→ WHAT YOU SHOULD DO:
Please return each record exactly, leaving nothing out.

(Data extracted from a collection)
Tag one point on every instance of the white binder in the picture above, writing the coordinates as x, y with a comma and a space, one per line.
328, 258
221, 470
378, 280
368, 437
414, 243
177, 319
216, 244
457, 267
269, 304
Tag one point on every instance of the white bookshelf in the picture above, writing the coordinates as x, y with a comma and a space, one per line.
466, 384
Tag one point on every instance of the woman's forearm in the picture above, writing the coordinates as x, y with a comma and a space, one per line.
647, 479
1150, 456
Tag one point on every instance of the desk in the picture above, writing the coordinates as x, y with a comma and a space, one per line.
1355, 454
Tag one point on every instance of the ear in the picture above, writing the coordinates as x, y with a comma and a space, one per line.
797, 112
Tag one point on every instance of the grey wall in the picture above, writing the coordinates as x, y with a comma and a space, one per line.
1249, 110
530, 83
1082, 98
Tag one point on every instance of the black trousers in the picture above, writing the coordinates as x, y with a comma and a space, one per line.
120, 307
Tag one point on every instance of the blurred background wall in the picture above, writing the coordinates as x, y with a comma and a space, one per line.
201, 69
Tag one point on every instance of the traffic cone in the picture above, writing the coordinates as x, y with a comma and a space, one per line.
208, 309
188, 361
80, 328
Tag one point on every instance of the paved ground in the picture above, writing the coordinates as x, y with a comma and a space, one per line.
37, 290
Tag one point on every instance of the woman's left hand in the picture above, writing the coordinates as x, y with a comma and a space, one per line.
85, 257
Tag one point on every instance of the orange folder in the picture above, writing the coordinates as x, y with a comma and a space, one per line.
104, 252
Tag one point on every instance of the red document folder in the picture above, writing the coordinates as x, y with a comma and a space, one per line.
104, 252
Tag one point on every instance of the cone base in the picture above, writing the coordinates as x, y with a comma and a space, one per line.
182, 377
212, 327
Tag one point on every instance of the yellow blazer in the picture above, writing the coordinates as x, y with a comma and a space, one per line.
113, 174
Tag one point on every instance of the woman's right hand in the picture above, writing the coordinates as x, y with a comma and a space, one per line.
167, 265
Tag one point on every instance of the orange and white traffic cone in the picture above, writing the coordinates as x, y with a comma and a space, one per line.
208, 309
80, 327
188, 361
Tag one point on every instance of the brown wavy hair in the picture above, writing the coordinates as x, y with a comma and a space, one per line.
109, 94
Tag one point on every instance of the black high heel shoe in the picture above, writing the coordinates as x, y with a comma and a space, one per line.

→ ANSWER SECTION:
Tag one point on every instance of the white binder in the picture above, writing the coordinates as x, y with a comma and a space, one per line.
328, 258
221, 470
378, 280
368, 437
414, 243
177, 319
216, 244
457, 267
269, 304
Tag one point on every instance of the white bookshelf in the picture above, writing the coordinates as x, y with a comma and a space, one per line.
466, 384
Tag one point on every instance of the woman's forearm in the picture above, writing the coordinates as x, y with a comma and a space, one per line.
647, 479
1150, 456
Tag one point on every instance of the desk in the picture above, writing the coordinates as x, y with a comma and a space, one per line.
1355, 454
Tag one point on every instance of the ear in the picture above, writing the coordinates as x, y with a comma and a space, one per line.
797, 112
Tag one point on every instance of the grey wall in the picture above, writing the coordinates as x, y with a comma and a space, one per line.
1249, 110
530, 83
1082, 98
Tag one point on every instance of the black trousers in the picture above, writing the coordinates as x, y with a comma and a space, one per line.
120, 307
Tag one point on every instance of the blurred background wall in the picture above, writing the coordinates as x, y with a comma and a space, one per line.
201, 69
Tag one point on every instance of the traffic cone in the picture above, writing the coordinates as x, y with a comma and a space, one per line.
208, 309
188, 361
80, 328
Tag one point on every instance of the paved ground in the picture above, writing the coordinates as x, y with a comma and a space, one per line.
37, 290
Tag one point on every instance of the woman's left hand in the picture above, writing the coordinates as x, y with a comma and a space, one per line.
85, 257
Tag one point on every instance of the orange folder in the picture above, writing the coordinates as x, y with a comma and a space, one per line.
104, 252
Tag one point on every instance of the red document folder in the picture above, writing the coordinates as x, y with a comma and a space, one per line.
104, 252
Tag one point on every instance of the cone base in the picture above, writing the coordinates as x, y with a comma and a space, one per line.
182, 377
212, 327
Tag one point on every instance of the yellow blazer in the picture above, writing the coordinates as x, y with a comma and a space, one per line.
113, 174
Tag one point on every instance of the woman's right hand in the picture above, writing the coordinates as x, y with a comma and a space, one per line.
167, 265
Tag one point on every instance of the orange and white traffic cone in the picture above, writing the coordinates as x, y with a comma and a space, one per line.
208, 309
80, 327
188, 361
Tag one point on every instance of the brown wavy hair in the picture above, writing the coordinates as x, y with a comma and a space, one per line.
109, 94
Tag one point on every instance of the black high heel shoe in the picture above, writing the coordinates as x, y with a comma and a space, one per line.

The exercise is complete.